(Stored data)

########################################

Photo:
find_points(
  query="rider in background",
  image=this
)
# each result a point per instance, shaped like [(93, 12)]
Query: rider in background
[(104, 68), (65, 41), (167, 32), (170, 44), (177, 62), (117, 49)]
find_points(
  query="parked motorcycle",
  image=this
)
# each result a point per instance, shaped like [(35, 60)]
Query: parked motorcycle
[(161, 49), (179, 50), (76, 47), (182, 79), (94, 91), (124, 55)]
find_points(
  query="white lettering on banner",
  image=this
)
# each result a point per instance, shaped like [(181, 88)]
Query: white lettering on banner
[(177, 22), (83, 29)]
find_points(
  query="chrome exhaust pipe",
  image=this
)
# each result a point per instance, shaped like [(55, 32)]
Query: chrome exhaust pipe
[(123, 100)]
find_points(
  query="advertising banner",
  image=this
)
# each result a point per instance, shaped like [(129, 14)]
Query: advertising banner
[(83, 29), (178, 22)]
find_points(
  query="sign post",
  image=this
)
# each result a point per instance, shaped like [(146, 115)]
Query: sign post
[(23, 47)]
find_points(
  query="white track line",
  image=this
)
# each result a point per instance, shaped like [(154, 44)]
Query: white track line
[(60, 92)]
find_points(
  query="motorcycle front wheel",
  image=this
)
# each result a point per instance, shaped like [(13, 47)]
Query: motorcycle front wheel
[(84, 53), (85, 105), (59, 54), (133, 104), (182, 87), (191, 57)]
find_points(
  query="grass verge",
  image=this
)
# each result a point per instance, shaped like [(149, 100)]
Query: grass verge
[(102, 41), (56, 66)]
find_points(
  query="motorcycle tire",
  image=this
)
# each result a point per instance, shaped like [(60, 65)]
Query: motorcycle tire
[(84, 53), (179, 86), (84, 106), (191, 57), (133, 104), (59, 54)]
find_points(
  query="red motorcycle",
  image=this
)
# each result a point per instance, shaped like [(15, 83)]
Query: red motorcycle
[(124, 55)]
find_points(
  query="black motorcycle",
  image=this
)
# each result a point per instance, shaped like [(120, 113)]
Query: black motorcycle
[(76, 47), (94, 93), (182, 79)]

########################################

> _Task description_: Convert all the lines above into a Markdown table with two columns, No. and Line, numbering each row and omitting blank lines.

> _Answer to the problem_:
| No. | Line |
|---|---|
| 1 | Photo: |
| 2 | find_points( |
| 3 |   query="rider in background", |
| 4 |   image=this |
| 5 | ) |
| 6 | # each result a point per instance, shaped like [(93, 12)] |
| 7 | Query: rider in background |
| 8 | [(104, 68), (65, 41), (167, 32), (170, 44), (177, 62), (117, 49)] |
| 9 | find_points( |
| 10 |   query="parked motorcycle", |
| 11 |   image=this |
| 12 | ) |
| 13 | # each result a point per instance, shaped like [(35, 60)] |
| 14 | Query: parked motorcycle |
| 15 | [(161, 49), (179, 50), (76, 47), (182, 79), (94, 91), (124, 55)] |
| 16 | find_points( |
| 17 |   query="white lettering on banner", |
| 18 |   image=this |
| 19 | ) |
| 20 | # each result a point per instance, shaped like [(181, 88)] |
| 21 | Query: white lettering on banner |
| 22 | [(177, 22), (83, 29)] |
| 23 | find_points( |
| 24 |   query="chrome exhaust pipe", |
| 25 |   image=this |
| 26 | ) |
| 27 | # each result a point per instance, shaped like [(55, 32)] |
| 28 | Query: chrome exhaust pipe |
| 29 | [(123, 100)] |
| 30 | find_points( |
| 31 |   query="advertising banner", |
| 32 |   image=this |
| 33 | ) |
| 34 | # each result a point per instance, shaped like [(129, 14)] |
| 35 | Query: advertising banner |
| 36 | [(83, 29), (178, 22)] |
| 37 | find_points( |
| 38 |   query="sign post", |
| 39 |   image=this |
| 40 | ) |
| 41 | # each result a point per instance, shaped like [(146, 115)] |
| 42 | Query: sign post |
| 43 | [(23, 47)] |
| 44 | find_points( |
| 45 |   query="white track line", |
| 46 |   image=this |
| 47 | ) |
| 48 | # each result a point per instance, shaped like [(154, 44)] |
| 49 | Query: white track line |
| 50 | [(60, 92)] |
| 51 | find_points( |
| 52 |   query="motorcycle front wheel", |
| 53 |   image=this |
| 54 | ) |
| 55 | # each result a point per instance, shaped like [(13, 47)] |
| 56 | Query: motorcycle front wheel |
| 57 | [(84, 53), (85, 105), (59, 54), (133, 104), (182, 87), (191, 57)] |
| 58 | find_points( |
| 59 |   query="grass verge", |
| 60 |   image=this |
| 61 | ) |
| 62 | # each result a point per instance, shaped like [(149, 100)] |
| 63 | Query: grass verge |
| 64 | [(102, 41), (56, 66)] |
| 65 | find_points( |
| 66 |   query="motorcycle tire", |
| 67 |   image=this |
| 68 | ) |
| 69 | # each result a point per instance, shaped like [(60, 65)] |
| 70 | Query: motorcycle tire |
| 71 | [(84, 53), (179, 86), (84, 106), (191, 57), (133, 104), (59, 54)] |
| 72 | find_points( |
| 73 |   query="red motorcycle", |
| 74 |   image=this |
| 75 | ) |
| 76 | # each result a point per instance, shaped like [(15, 83)] |
| 77 | Query: red motorcycle |
| 78 | [(124, 55)] |
| 79 | find_points( |
| 80 |   query="black motorcycle", |
| 81 |   image=this |
| 82 | ) |
| 83 | # each result a point per instance, shaped like [(120, 113)] |
| 84 | Query: black motorcycle |
| 85 | [(76, 47), (94, 93), (182, 79)] |